Interlude: Tuesday at 7pm

Theo opens on a Virulent Sliver.

Virulent Sliver

Heroes reply with a Faithless Looting, pitching two Sneaky Snackers. Are we going to take a Poison here?

No: Just a Gemhide Sliver... And some other kind of Sliver, we suppose?

Heroes follow up with a Highway Robbery, discarding a third Sneaky Snacker, bringing ALL THREE back.

Highway Robbery

Sneaky Snacker
Sneaky Snacker
Sneaky Snacker

"It's going to be really embarrassing when I lose this game," we say.

Big turn now: So many Crusade-Slivers. How many Slivers is that? Eighteen power but only six Poison, right? But still no attack.

Okay, here comes six. Going to have to have a pretty good Turn Four, but Eighteen isn't Twenty, and Six isn't Ten.

Winding Way for... A second Virulent Sliver (and like three other creatures, obvsauce).

AGAGAGAGAG.

  1. It was, in fact, the coolest way I had ever lost a game of Pauper.
  2. Got the next two, anyway.


The first immutable law of Pauper Burn is that, uncontested, almost every keepable Game 1 hand should kill on the fourth turn. What that means, is that if they don't mess with what you're doing - they don't gain six life from a Pulse of Murasa, they don't burgle one point by demanding you spend half a Lava Dart on a Wellwisher, or they don't outright kill you with a fast Spy combo before you untap - your mix of lands and spells through the first 10-11 cards should add up to 20 or more, almost like clockwork.

[PROVIDED RECORDS]
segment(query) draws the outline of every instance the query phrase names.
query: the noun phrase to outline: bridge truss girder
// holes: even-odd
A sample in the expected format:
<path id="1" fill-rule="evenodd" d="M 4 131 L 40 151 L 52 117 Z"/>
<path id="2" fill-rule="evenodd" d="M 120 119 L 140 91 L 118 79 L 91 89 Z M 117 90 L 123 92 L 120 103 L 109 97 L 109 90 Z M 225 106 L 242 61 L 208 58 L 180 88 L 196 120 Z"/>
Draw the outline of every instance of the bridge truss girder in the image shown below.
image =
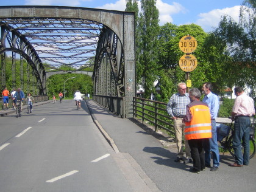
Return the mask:
<path id="1" fill-rule="evenodd" d="M 1 29 L 10 34 L 5 39 L 10 47 L 2 35 L 0 51 L 12 49 L 30 62 L 43 93 L 43 62 L 55 69 L 69 65 L 79 70 L 94 57 L 94 94 L 123 97 L 129 117 L 136 87 L 134 19 L 134 13 L 84 7 L 0 7 Z"/>

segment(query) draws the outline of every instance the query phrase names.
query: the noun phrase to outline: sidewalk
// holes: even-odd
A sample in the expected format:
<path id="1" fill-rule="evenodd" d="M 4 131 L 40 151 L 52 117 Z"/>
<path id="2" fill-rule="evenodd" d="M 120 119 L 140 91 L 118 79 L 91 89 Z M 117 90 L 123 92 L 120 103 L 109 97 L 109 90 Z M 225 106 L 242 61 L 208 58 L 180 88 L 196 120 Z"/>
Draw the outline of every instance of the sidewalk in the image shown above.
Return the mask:
<path id="1" fill-rule="evenodd" d="M 200 174 L 191 173 L 189 169 L 193 164 L 174 162 L 176 148 L 163 146 L 160 135 L 152 135 L 150 129 L 141 128 L 141 123 L 133 118 L 119 118 L 93 100 L 86 102 L 107 140 L 116 153 L 129 154 L 126 156 L 132 159 L 129 162 L 145 183 L 155 186 L 152 191 L 255 191 L 256 157 L 250 160 L 249 166 L 233 168 L 228 166 L 234 162 L 233 157 L 221 153 L 218 171 L 207 168 Z M 169 143 L 173 146 L 173 142 Z"/>

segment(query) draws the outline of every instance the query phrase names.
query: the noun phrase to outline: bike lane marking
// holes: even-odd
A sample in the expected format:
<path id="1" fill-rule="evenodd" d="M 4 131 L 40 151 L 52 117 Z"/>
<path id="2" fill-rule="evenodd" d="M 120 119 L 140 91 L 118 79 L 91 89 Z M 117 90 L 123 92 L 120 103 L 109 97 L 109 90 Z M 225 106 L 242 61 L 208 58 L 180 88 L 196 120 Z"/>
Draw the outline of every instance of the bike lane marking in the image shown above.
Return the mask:
<path id="1" fill-rule="evenodd" d="M 43 118 L 41 120 L 40 120 L 39 122 L 38 122 L 38 123 L 43 122 L 44 120 L 45 119 L 45 118 Z"/>
<path id="2" fill-rule="evenodd" d="M 5 143 L 2 145 L 1 146 L 0 146 L 0 151 L 2 150 L 2 149 L 4 149 L 5 146 L 9 145 L 10 143 Z"/>
<path id="3" fill-rule="evenodd" d="M 101 157 L 97 158 L 97 159 L 92 160 L 91 162 L 98 162 L 98 161 L 108 157 L 110 155 L 110 154 L 109 153 L 107 153 L 105 155 L 104 155 L 103 156 L 101 156 Z"/>
<path id="4" fill-rule="evenodd" d="M 18 135 L 16 135 L 15 137 L 20 137 L 20 136 L 21 136 L 23 134 L 24 134 L 25 132 L 26 132 L 27 131 L 29 131 L 31 128 L 32 128 L 32 126 L 29 126 L 27 128 L 26 128 L 25 130 L 24 130 L 21 133 L 20 133 Z"/>
<path id="5" fill-rule="evenodd" d="M 70 176 L 71 175 L 73 175 L 73 174 L 75 174 L 76 173 L 77 173 L 78 171 L 79 171 L 74 170 L 74 171 L 68 172 L 68 173 L 67 173 L 66 174 L 63 174 L 62 176 L 58 176 L 58 177 L 52 178 L 52 179 L 50 179 L 50 180 L 46 180 L 46 182 L 48 182 L 48 183 L 52 183 L 52 182 L 55 182 L 55 181 L 56 181 L 57 180 L 63 179 L 63 178 L 66 177 L 68 177 L 68 176 Z"/>

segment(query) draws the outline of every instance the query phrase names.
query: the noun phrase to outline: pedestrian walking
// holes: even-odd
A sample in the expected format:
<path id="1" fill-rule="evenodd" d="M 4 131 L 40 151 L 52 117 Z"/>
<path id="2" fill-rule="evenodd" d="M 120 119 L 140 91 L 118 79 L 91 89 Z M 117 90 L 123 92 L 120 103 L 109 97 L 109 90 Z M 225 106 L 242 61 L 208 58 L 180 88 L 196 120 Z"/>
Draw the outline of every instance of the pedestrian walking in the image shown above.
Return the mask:
<path id="1" fill-rule="evenodd" d="M 176 162 L 183 160 L 183 153 L 182 148 L 182 137 L 184 132 L 185 123 L 182 122 L 186 115 L 187 105 L 190 103 L 188 94 L 186 93 L 187 86 L 185 83 L 179 83 L 177 85 L 178 92 L 173 94 L 167 104 L 166 110 L 173 120 L 175 128 L 175 138 L 177 148 L 177 158 Z M 184 138 L 186 159 L 184 163 L 192 163 L 190 154 L 190 148 L 188 140 Z"/>
<path id="2" fill-rule="evenodd" d="M 249 137 L 250 137 L 250 117 L 254 115 L 254 100 L 244 93 L 243 87 L 236 87 L 234 89 L 236 98 L 232 108 L 231 115 L 235 119 L 234 134 L 233 137 L 233 148 L 235 153 L 235 163 L 230 166 L 242 167 L 249 165 Z M 242 154 L 241 146 L 244 147 L 244 154 Z"/>
<path id="3" fill-rule="evenodd" d="M 206 139 L 203 141 L 205 151 L 205 166 L 211 168 L 212 171 L 217 171 L 219 166 L 219 146 L 217 141 L 217 129 L 216 118 L 219 108 L 219 99 L 218 96 L 212 93 L 213 86 L 211 83 L 204 83 L 202 88 L 205 95 L 202 101 L 208 105 L 211 115 L 212 138 Z M 211 167 L 211 151 L 213 159 L 213 166 Z"/>
<path id="4" fill-rule="evenodd" d="M 8 109 L 8 103 L 9 102 L 9 91 L 7 89 L 7 87 L 5 87 L 4 91 L 2 92 L 2 95 L 4 98 L 4 109 Z"/>
<path id="5" fill-rule="evenodd" d="M 190 171 L 199 173 L 205 170 L 203 139 L 212 137 L 210 111 L 207 104 L 199 101 L 201 94 L 197 88 L 189 91 L 191 103 L 187 107 L 184 117 L 185 135 L 191 149 L 193 167 Z"/>

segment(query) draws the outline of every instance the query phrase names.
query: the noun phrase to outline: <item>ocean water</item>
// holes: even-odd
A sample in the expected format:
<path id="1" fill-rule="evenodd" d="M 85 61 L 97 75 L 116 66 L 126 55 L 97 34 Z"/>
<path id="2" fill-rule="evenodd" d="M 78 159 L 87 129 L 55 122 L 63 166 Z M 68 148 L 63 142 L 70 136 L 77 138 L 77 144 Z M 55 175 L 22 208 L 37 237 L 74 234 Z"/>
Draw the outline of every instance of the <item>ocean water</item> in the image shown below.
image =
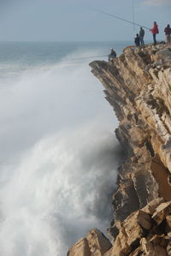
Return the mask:
<path id="1" fill-rule="evenodd" d="M 1 255 L 62 256 L 90 229 L 105 233 L 121 157 L 88 64 L 127 45 L 0 43 Z"/>

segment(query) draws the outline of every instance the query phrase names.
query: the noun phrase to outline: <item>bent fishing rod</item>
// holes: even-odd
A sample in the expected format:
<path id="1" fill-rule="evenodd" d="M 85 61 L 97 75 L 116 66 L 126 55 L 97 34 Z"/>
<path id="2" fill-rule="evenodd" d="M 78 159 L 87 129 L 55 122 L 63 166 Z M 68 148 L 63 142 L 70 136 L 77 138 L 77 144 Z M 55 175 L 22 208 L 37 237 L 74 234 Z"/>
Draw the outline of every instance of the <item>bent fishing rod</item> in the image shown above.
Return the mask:
<path id="1" fill-rule="evenodd" d="M 97 9 L 95 9 L 95 8 L 91 8 L 91 7 L 86 7 L 86 9 L 91 9 L 91 10 L 94 10 L 94 11 L 96 11 L 96 12 L 97 12 L 97 13 L 101 13 L 101 14 L 103 14 L 103 15 L 105 15 L 110 16 L 110 17 L 113 17 L 113 18 L 115 18 L 115 19 L 127 22 L 127 23 L 130 23 L 130 24 L 133 24 L 133 25 L 138 26 L 138 27 L 140 27 L 146 28 L 146 29 L 148 29 L 148 30 L 150 30 L 150 28 L 146 27 L 144 27 L 144 26 L 143 26 L 143 25 L 140 25 L 140 24 L 136 23 L 136 22 L 130 21 L 128 21 L 128 20 L 123 19 L 123 18 L 119 17 L 119 16 L 116 16 L 116 15 L 115 15 L 109 14 L 109 13 L 107 13 L 107 12 L 104 12 L 103 10 Z"/>

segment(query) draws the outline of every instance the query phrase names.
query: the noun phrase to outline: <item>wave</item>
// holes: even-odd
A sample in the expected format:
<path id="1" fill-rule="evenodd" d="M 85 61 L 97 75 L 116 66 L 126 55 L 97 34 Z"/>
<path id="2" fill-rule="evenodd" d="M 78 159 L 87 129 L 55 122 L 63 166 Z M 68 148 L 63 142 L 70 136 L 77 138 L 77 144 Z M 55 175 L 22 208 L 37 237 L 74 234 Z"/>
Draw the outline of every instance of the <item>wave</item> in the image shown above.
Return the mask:
<path id="1" fill-rule="evenodd" d="M 66 255 L 109 225 L 115 116 L 86 65 L 58 63 L 0 89 L 1 254 Z"/>

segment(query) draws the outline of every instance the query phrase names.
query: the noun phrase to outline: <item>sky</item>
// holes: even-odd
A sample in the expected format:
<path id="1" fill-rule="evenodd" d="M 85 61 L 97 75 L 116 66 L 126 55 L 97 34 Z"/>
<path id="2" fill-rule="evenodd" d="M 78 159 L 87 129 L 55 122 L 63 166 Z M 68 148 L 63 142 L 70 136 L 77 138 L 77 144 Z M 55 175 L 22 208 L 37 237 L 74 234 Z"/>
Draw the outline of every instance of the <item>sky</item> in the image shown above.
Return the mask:
<path id="1" fill-rule="evenodd" d="M 0 0 L 0 41 L 132 40 L 139 27 L 91 9 L 133 21 L 133 3 L 135 22 L 151 28 L 156 21 L 164 39 L 171 0 Z"/>

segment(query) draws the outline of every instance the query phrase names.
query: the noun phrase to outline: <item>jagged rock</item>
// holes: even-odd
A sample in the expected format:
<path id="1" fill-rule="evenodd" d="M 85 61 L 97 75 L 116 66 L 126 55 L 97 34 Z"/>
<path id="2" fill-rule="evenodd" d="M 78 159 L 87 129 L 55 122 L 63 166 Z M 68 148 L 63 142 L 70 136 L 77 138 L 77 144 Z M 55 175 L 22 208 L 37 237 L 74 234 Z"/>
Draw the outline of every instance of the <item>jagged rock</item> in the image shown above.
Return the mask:
<path id="1" fill-rule="evenodd" d="M 116 137 L 127 152 L 113 195 L 115 223 L 155 199 L 171 199 L 171 51 L 162 44 L 132 46 L 113 63 L 90 65 L 115 110 Z"/>
<path id="2" fill-rule="evenodd" d="M 103 251 L 93 229 L 68 255 L 171 256 L 171 50 L 129 46 L 112 63 L 90 65 L 120 122 L 127 159 L 112 196 L 113 246 Z"/>
<path id="3" fill-rule="evenodd" d="M 103 234 L 93 229 L 72 247 L 68 256 L 103 256 L 111 247 L 111 243 Z"/>
<path id="4" fill-rule="evenodd" d="M 166 217 L 169 216 L 171 213 L 171 202 L 166 202 L 161 204 L 156 209 L 154 214 L 152 215 L 152 218 L 160 224 Z"/>

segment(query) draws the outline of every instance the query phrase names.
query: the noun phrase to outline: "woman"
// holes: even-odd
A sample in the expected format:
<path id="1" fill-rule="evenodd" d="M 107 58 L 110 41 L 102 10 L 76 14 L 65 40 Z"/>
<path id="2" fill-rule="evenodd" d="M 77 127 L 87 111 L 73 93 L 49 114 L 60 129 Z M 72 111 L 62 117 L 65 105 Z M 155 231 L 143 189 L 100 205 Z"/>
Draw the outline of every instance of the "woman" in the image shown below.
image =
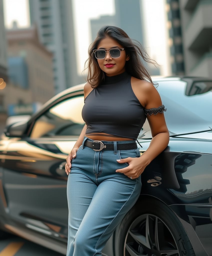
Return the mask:
<path id="1" fill-rule="evenodd" d="M 141 47 L 109 26 L 90 46 L 82 111 L 86 124 L 66 165 L 68 256 L 102 255 L 139 196 L 141 175 L 168 145 L 164 106 L 141 59 L 153 62 Z M 140 156 L 136 140 L 147 117 L 153 138 Z"/>

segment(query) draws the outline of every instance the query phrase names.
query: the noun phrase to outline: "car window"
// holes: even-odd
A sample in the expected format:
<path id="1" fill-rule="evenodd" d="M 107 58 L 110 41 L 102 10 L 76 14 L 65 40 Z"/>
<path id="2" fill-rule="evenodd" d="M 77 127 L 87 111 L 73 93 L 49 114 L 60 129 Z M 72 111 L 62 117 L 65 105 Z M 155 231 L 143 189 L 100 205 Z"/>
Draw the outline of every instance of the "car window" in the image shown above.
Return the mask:
<path id="1" fill-rule="evenodd" d="M 85 124 L 81 115 L 84 104 L 82 95 L 57 104 L 37 120 L 30 137 L 79 136 Z"/>
<path id="2" fill-rule="evenodd" d="M 170 136 L 206 130 L 211 127 L 212 82 L 200 81 L 191 84 L 179 80 L 158 82 L 157 90 L 167 109 L 164 115 Z M 147 120 L 138 137 L 152 138 Z"/>

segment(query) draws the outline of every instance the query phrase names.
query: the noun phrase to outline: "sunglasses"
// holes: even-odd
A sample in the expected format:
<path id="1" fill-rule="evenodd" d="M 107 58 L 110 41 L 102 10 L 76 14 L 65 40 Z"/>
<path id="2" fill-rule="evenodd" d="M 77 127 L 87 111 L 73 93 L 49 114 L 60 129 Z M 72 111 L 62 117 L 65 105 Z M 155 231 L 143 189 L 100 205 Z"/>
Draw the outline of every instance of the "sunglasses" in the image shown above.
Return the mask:
<path id="1" fill-rule="evenodd" d="M 94 50 L 93 51 L 95 55 L 95 57 L 97 59 L 104 59 L 106 57 L 107 52 L 109 52 L 110 55 L 112 58 L 118 58 L 121 56 L 121 52 L 124 49 L 124 48 L 113 48 L 112 49 L 102 49 Z M 109 51 L 106 51 L 109 50 Z"/>

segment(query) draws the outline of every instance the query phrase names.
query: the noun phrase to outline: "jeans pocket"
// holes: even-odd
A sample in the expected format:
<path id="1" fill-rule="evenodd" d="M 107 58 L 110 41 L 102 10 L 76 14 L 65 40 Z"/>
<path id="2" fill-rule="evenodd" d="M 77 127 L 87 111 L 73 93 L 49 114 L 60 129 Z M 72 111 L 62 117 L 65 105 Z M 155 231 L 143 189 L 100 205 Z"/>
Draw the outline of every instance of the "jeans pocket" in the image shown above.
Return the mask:
<path id="1" fill-rule="evenodd" d="M 130 150 L 118 150 L 117 154 L 120 159 L 127 157 L 138 157 L 141 155 L 140 151 L 138 149 Z M 126 166 L 129 166 L 128 163 L 123 163 Z"/>
<path id="2" fill-rule="evenodd" d="M 76 155 L 79 153 L 79 151 L 80 151 L 80 150 L 82 149 L 82 145 L 81 145 L 81 146 L 80 146 L 79 147 L 77 150 L 76 153 Z"/>

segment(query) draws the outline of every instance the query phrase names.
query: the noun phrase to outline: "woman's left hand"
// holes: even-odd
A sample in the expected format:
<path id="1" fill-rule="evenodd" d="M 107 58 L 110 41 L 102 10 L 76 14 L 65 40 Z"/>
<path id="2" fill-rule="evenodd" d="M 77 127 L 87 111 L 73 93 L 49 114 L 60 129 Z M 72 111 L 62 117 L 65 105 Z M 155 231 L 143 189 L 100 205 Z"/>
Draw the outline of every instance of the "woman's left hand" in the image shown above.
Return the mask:
<path id="1" fill-rule="evenodd" d="M 144 159 L 142 159 L 141 156 L 138 158 L 127 157 L 122 159 L 118 159 L 116 161 L 120 164 L 128 163 L 129 165 L 122 169 L 116 170 L 116 172 L 123 173 L 128 178 L 132 179 L 136 179 L 139 177 L 149 163 L 145 162 L 145 161 Z"/>

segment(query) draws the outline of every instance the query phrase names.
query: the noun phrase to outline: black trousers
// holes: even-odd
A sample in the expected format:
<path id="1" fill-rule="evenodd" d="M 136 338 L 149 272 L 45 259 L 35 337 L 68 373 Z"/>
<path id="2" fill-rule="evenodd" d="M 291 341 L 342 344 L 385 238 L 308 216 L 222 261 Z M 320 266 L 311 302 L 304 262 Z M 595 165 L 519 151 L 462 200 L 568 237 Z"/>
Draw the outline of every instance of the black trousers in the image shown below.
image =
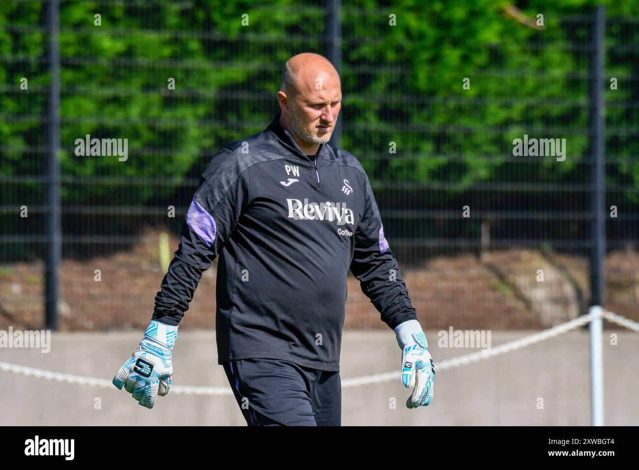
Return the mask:
<path id="1" fill-rule="evenodd" d="M 222 364 L 249 426 L 341 426 L 339 372 L 276 359 Z"/>

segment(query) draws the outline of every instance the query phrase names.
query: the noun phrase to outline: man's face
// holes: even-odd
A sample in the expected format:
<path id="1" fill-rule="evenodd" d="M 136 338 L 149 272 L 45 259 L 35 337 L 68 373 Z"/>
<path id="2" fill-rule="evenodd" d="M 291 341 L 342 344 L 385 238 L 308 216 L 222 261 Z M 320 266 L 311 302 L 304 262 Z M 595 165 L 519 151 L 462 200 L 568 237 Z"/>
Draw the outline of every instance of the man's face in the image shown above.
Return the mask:
<path id="1" fill-rule="evenodd" d="M 314 83 L 302 86 L 288 100 L 291 130 L 309 145 L 325 143 L 333 134 L 341 107 L 339 81 L 320 75 Z"/>

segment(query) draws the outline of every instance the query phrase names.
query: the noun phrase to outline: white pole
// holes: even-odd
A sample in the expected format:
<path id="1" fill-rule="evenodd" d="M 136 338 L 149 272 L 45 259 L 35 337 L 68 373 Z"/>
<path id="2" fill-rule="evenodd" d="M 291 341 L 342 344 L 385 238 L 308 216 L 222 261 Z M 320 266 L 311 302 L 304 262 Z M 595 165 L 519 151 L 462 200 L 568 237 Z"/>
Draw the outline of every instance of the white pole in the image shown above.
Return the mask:
<path id="1" fill-rule="evenodd" d="M 601 307 L 590 307 L 590 313 L 602 313 Z M 590 412 L 593 426 L 603 426 L 603 360 L 601 343 L 603 320 L 597 315 L 589 325 L 590 332 Z"/>

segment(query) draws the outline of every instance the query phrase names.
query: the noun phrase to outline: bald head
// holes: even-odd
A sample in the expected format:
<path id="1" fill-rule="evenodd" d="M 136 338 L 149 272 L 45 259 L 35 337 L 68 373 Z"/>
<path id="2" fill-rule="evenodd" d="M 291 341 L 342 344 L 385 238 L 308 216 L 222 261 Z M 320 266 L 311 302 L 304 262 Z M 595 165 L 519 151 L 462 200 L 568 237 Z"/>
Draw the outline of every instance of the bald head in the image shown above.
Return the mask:
<path id="1" fill-rule="evenodd" d="M 341 106 L 339 75 L 333 65 L 318 54 L 293 56 L 282 71 L 278 101 L 280 122 L 300 148 L 316 152 L 328 142 Z"/>
<path id="2" fill-rule="evenodd" d="M 339 82 L 339 75 L 333 64 L 323 56 L 312 52 L 304 52 L 293 56 L 284 65 L 280 91 L 293 97 L 330 77 Z"/>

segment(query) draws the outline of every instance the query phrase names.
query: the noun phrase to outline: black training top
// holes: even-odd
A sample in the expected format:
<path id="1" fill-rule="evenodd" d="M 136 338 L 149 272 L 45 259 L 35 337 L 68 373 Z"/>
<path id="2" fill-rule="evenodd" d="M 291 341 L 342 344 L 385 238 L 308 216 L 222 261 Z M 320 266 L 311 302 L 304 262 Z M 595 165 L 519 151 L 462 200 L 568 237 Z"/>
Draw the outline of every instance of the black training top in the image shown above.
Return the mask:
<path id="1" fill-rule="evenodd" d="M 390 328 L 416 320 L 362 164 L 308 157 L 273 118 L 202 175 L 153 318 L 177 325 L 216 256 L 218 363 L 250 357 L 339 371 L 350 269 Z"/>

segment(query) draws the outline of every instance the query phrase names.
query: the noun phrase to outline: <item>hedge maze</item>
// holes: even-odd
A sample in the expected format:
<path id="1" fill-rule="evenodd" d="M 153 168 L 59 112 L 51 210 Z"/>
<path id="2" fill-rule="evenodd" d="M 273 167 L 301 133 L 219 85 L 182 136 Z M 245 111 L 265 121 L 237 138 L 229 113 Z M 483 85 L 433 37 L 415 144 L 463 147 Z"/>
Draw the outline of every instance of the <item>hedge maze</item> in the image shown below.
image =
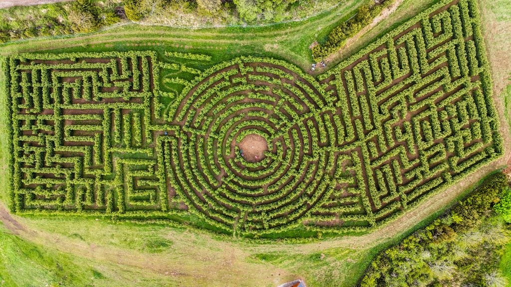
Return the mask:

[WRITTEN TASKS]
1 > Copy the stretch of the Pauper game report from "Okay, here comes" through "game of Pauper.", swapping "coolest" for "strangest".
2 > Locate every line of the records containing the string "marking", treating uppercase and lowercase as different.
The Pauper game report and the records are unrelated material.

[ANSWERS BY TASK]
1 >
Okay, here comes six. Going to have to have a pretty good Turn Four, but Eighteen isn't Twenty, and Six isn't Ten.

Winding Way for... A second Virulent Sliver (and like three other creatures, obvsauce).

AGAGAGAGAG.

  1. It was, in fact, the strangest way I had ever lost a game of Pauper.

2 >
query: the noun phrase to outline: bike lane marking
Draw the outline of every instance of the bike lane marking in the image shown above.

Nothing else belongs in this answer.